▶ _READING TEXT_:
------------------------------------------------------------------------
Guatemalan San Simón Festival 2010, Mid-Wilshire, Los Angeles.
A new exhibition at the Fowler Museum features compelling images of festivals and political rallies by California-based photographer Cindy Bendat, whose work highlights the extraordinary cultural diversity of the greater Los Angeles area.
Bendat’s photographs illustrate ways in which immigrants maintain homeland traditions in the United States and express their ethnic and cultural identities. The events Bendat photographs, she says, are about “parents teaching their children who they are and where they came from.”
“They are about pride. They are about joy.”
“Celebrate/Demonstrate: Photographs of Global L.A.” will be on view at the Fowler Museum at UCLA from January 17 to May 8.
------------------------------------------------------------------------
▶ _ENTRIES SHOWN_:
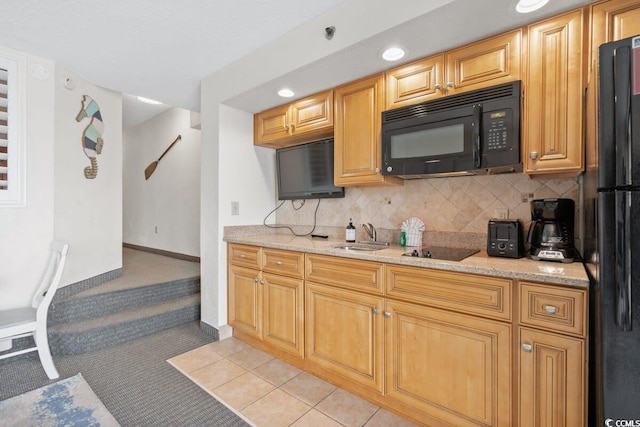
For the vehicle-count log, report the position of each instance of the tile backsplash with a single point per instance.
(458, 204)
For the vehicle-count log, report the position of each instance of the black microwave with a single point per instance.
(473, 133)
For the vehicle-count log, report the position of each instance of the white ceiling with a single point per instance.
(161, 49)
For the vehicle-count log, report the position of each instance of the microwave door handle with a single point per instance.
(477, 113)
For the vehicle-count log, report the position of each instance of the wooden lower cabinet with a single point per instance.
(441, 348)
(283, 318)
(344, 333)
(552, 380)
(265, 306)
(453, 367)
(245, 300)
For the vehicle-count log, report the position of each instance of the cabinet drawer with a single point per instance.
(344, 272)
(246, 256)
(283, 262)
(469, 293)
(554, 308)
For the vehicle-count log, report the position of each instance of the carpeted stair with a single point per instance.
(101, 317)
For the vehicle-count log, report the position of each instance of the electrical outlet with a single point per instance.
(526, 197)
(501, 213)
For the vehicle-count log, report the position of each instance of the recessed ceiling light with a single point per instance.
(393, 54)
(526, 6)
(286, 93)
(148, 101)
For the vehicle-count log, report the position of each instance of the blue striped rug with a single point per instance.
(69, 402)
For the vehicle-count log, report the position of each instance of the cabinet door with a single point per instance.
(344, 333)
(312, 114)
(283, 307)
(454, 367)
(358, 108)
(612, 20)
(552, 134)
(414, 83)
(486, 63)
(552, 380)
(271, 125)
(245, 300)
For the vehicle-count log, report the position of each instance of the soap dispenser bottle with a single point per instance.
(351, 232)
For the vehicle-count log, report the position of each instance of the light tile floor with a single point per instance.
(268, 392)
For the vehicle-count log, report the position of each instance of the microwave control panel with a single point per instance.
(498, 126)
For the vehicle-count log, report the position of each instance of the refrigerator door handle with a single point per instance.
(623, 260)
(622, 115)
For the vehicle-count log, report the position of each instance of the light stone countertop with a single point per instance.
(570, 274)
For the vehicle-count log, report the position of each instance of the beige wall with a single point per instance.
(460, 204)
(168, 200)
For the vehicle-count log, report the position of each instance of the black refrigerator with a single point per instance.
(612, 240)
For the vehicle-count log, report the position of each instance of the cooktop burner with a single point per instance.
(441, 252)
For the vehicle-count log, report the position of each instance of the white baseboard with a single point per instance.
(225, 331)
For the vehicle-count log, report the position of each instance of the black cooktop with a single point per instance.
(442, 252)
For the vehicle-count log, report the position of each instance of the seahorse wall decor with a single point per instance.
(92, 141)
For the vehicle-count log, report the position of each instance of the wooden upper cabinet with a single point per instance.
(415, 82)
(357, 145)
(485, 63)
(554, 96)
(612, 20)
(302, 121)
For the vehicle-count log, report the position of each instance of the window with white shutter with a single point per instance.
(12, 141)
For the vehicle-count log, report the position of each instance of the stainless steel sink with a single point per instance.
(361, 246)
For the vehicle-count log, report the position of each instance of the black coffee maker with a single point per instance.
(551, 232)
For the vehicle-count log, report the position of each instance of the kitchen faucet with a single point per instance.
(371, 231)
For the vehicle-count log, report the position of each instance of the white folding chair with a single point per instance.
(23, 322)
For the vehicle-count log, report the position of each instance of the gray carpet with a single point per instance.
(133, 380)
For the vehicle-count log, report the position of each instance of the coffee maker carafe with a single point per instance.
(551, 231)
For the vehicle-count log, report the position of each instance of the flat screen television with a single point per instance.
(306, 172)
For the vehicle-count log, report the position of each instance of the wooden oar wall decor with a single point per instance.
(152, 167)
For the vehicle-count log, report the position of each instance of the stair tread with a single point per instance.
(123, 286)
(126, 315)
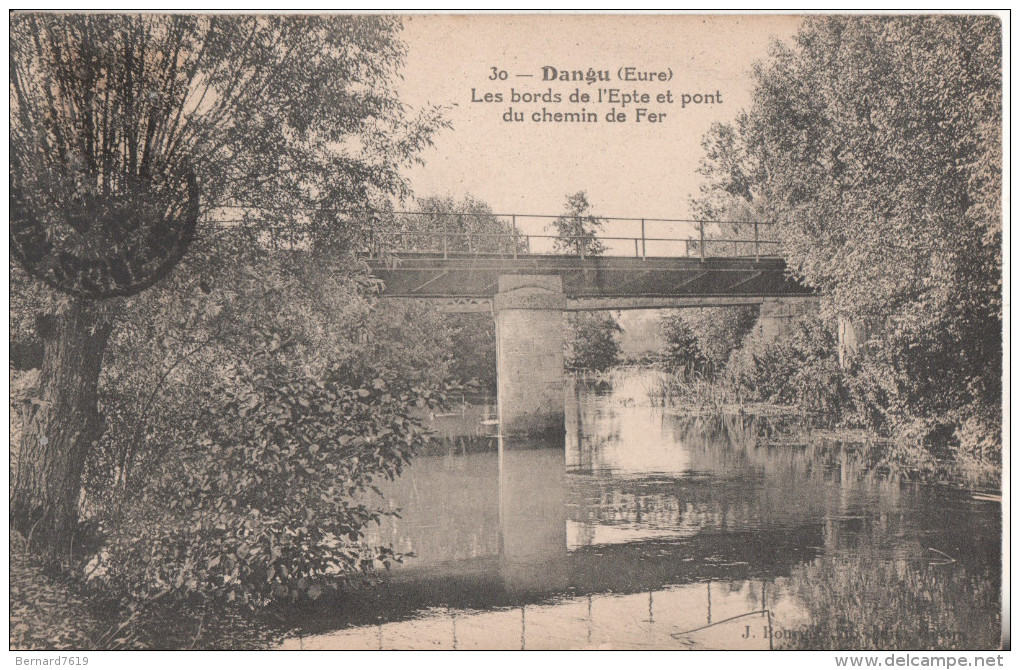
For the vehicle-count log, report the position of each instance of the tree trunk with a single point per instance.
(62, 424)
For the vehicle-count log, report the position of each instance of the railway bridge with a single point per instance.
(527, 279)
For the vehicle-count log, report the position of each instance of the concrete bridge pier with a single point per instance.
(528, 312)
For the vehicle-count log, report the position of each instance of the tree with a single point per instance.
(577, 228)
(444, 223)
(875, 143)
(704, 339)
(592, 342)
(133, 134)
(683, 352)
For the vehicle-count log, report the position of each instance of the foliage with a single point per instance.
(45, 613)
(110, 111)
(578, 227)
(443, 223)
(799, 368)
(266, 501)
(703, 339)
(592, 341)
(875, 144)
(683, 354)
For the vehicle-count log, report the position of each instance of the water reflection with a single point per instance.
(653, 530)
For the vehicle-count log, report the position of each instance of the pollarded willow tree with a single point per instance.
(875, 142)
(131, 135)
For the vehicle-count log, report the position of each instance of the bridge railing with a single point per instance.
(515, 235)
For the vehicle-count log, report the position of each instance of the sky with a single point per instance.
(627, 168)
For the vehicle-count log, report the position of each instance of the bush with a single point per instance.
(800, 368)
(683, 353)
(592, 342)
(264, 504)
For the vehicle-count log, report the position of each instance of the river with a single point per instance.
(652, 529)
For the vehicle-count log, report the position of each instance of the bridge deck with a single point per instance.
(591, 278)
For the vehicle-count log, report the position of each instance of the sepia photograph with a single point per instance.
(503, 331)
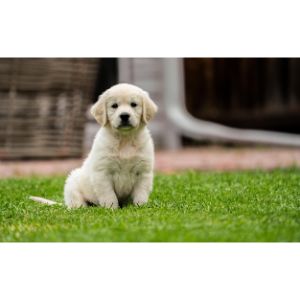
------------------------------------------------------------------------
▶ _REQUIRED TASK A_:
Reproduce verbatim the portion of the exhibition passage between "Bendat’s photographs illustrate" and "17 to May 8.", inclusive.
▶ _REQUIRED TASK B_:
List every line of the records in which the string "maker" appears.

▶ _CORRECT RESULT A_:
Bendat’s photographs illustrate ways in which immigrants maintain homeland traditions in the United States and express their ethnic and cultural identities. The events Bendat photographs, she says, are about “parents teaching their children who they are and where they came from.”
“They are about pride. They are about joy.”
“Celebrate/Demonstrate: Photographs of Global L.A.” will be on view at the Fowler Museum at UCLA from January 17 to May 8.

▶ _CORRECT RESULT B_:
For the vehicle-count log, report the position of each instance of the black coffee maker with a single point per instance.
For the vehicle-count log, report the position of each instance of the coffee maker carafe with a single point per instance.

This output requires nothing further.